Supplied text:
KCP&L’s primary sources of liquidity are cash flows from operations and bilateral credit lines totaling $130.0 million with six banks (as of June 30, 2003). KCP&L uses these lines to provide support for its issuance of commercial paper. KCP&L had $16.7 million of commercial paper and $3.2 million of notes payable outstanding at June 30, 2003, which were both repaid in July 2003. These bank facilities are each for a 364-day term and mature at various times throughout the year. The facilities can be extended for one year under their term out provisions. KCP&L has MAC clauses in two agreements covering $50.0 million of available bilateral credit lines. These two facilities require KCP&L to represent, prior to receiving funding, that no MAC has occurred. Under one of these agreements totaling $35 million, KCP&L is able to access the facility even in the event of a MAC in order to redeem maturing commercial paper. KCP&L’s available liquidity under these facilities is not impacted by a decline in credit ratings unless the downgrade occurs in the context of a merger, consolidation or sale. A default by KCP&L on other indebtedness is a default under these bank line agreements. Under the terms of certain bank line agreements, KCP&L is required to maintain a consolidated indebtedness to consolidated capitalization ratio not greater than 0.65 to 1.0 at all times. At June 30, 2003, KCP&L was in compliance with the covenant.

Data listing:
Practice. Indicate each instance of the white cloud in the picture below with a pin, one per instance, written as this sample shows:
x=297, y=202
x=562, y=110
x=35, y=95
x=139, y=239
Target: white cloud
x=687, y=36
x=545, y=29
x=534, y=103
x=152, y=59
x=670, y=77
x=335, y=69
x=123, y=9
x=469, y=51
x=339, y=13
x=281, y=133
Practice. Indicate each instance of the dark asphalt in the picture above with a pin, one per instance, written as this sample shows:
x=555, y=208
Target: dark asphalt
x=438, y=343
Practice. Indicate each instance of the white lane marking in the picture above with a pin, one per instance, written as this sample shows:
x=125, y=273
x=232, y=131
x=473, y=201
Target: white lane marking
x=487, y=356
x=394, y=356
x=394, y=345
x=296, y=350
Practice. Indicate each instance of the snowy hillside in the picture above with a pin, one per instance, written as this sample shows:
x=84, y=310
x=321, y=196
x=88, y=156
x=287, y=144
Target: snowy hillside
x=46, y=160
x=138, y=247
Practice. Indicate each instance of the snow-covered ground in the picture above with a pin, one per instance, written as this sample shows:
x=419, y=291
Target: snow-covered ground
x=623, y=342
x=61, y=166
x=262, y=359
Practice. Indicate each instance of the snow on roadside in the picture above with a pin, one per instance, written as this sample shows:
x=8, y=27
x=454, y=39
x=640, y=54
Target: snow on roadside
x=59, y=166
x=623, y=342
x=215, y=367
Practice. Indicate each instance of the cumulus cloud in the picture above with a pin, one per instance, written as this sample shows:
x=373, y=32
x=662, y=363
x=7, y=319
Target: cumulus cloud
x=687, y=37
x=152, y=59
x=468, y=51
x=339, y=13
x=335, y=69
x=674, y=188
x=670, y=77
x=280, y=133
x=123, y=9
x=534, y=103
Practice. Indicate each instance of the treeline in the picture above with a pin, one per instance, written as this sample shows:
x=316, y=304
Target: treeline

Challenge A: Please reproduce verbatim the lines of the records from the line with "Practice. Indicate each instance of the snowy" to the line with "x=262, y=359", both of those lines included.
Challenge B: Extend the passage on KCP&L's liquidity and bank credit lines, picking up right after its final sentence.

Exercise result A:
Practice. Indicate each instance of the snowy hillside in the picture above with a pin, one per instance, written as this sample shows:
x=84, y=310
x=321, y=196
x=88, y=156
x=287, y=144
Target: snowy hillside
x=46, y=160
x=138, y=247
Practice. Indicate each instance of the snow-covered ground in the picture above with a pin, one per instance, written as this sample shows:
x=419, y=291
Target: snow-covered ground
x=623, y=342
x=61, y=166
x=262, y=359

Exercise result B:
Under the indenture relating to KCP&L’s 8.3% Junior Subordinated Deferrable Interest Debentures, due 2037 (Debentures), which are held by KCP&L Financing I, KCP&L may not declare or pay any dividends on any shares of its capital stock if at the time (i) there is an event of default (as defined in the indenture), (ii) KCP&L is in default with respect to its payment of any obligations under its guarantee of preferred securities issued by KCP&L Financing I, or (iii) KCP&L has elected to defer payments of interest on the Debentures.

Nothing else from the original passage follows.